------ Data lines

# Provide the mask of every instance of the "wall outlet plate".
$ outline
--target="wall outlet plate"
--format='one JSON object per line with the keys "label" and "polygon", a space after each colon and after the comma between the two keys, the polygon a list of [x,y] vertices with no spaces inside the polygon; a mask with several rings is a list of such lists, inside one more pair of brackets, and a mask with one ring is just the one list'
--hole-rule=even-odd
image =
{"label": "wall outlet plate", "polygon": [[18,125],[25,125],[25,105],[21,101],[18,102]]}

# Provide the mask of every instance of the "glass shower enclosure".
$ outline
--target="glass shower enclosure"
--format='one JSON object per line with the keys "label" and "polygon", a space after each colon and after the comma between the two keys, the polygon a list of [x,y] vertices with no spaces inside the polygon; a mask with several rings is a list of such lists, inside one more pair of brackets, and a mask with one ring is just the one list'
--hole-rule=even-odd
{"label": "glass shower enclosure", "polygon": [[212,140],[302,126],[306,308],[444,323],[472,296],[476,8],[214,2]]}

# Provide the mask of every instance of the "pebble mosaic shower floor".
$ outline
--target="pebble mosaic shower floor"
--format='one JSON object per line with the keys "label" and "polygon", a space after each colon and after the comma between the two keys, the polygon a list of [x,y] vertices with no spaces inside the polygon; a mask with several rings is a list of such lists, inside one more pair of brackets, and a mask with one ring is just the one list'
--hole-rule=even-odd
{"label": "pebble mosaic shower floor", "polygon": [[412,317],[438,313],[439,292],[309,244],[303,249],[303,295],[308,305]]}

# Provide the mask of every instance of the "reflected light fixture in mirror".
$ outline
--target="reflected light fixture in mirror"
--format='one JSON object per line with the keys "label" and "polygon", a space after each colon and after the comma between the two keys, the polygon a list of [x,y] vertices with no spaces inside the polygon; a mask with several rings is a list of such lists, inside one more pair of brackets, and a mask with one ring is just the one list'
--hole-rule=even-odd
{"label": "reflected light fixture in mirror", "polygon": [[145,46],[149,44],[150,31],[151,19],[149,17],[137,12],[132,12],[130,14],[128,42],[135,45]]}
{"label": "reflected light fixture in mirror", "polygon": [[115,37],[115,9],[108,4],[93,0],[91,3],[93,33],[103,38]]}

------------

**Do this:** Give the entries again in full, exactly as they are written.

**Worked solution:**
# Provide the mask of every instance of the "wall outlet plate".
$ outline
--target="wall outlet plate"
--format='one JSON object per line with the keys "label" and "polygon", a space after each colon and after the comma between the two keys, the polygon a list of [x,y] vertices with no spaces inside the polygon; a mask with several rings is a list of such lists, inside one more pair of brackets, and a mask with one ring is just the one list'
--hole-rule=even-odd
image =
{"label": "wall outlet plate", "polygon": [[18,125],[25,125],[25,105],[21,101],[18,102]]}

# Provide the mask of every instance of the "glass shower enclosure".
$ outline
--target="glass shower enclosure"
--format='one JSON object per line with the keys "label" and "polygon", a space after each colon and after the comma between the two keys, the polygon a list of [x,y] vertices with no spaces inside the polygon; a mask with several rings is a list of such lists, inside one more pair of brackets, and a mask with one ring is just the one list'
--hole-rule=even-odd
{"label": "glass shower enclosure", "polygon": [[212,140],[302,126],[306,308],[444,323],[472,296],[476,8],[214,2]]}

# Provide the mask of every instance of the "pebble mosaic shower floor".
$ outline
--target="pebble mosaic shower floor"
--format='one JSON object per line with the keys "label" and "polygon", a space after each colon and after the comma between the two keys, the polygon a list of [x,y] vertices with no spaces inside the polygon; a mask with several rings is a list of such lists, inside one more pair of brackets, and a mask with one ring is just the one list'
--hole-rule=even-odd
{"label": "pebble mosaic shower floor", "polygon": [[412,317],[438,313],[439,292],[309,244],[303,249],[303,295],[308,305]]}

# Provide the mask of every instance of the "reflected light fixture in mirror".
$ outline
--target="reflected light fixture in mirror"
--format='one JSON object per line with the keys "label" and "polygon", a space after each colon and after the comma between the two keys, the polygon a list of [x,y] vertices with no spaces inside the polygon; a mask with several rings is a list of such lists, inside one more pair of brackets, and a mask with one ring is just the one list'
--hole-rule=even-odd
{"label": "reflected light fixture in mirror", "polygon": [[145,46],[149,44],[150,31],[151,19],[149,17],[137,12],[132,12],[130,14],[128,42],[135,45]]}
{"label": "reflected light fixture in mirror", "polygon": [[115,37],[115,9],[108,4],[93,0],[91,3],[93,33],[103,38]]}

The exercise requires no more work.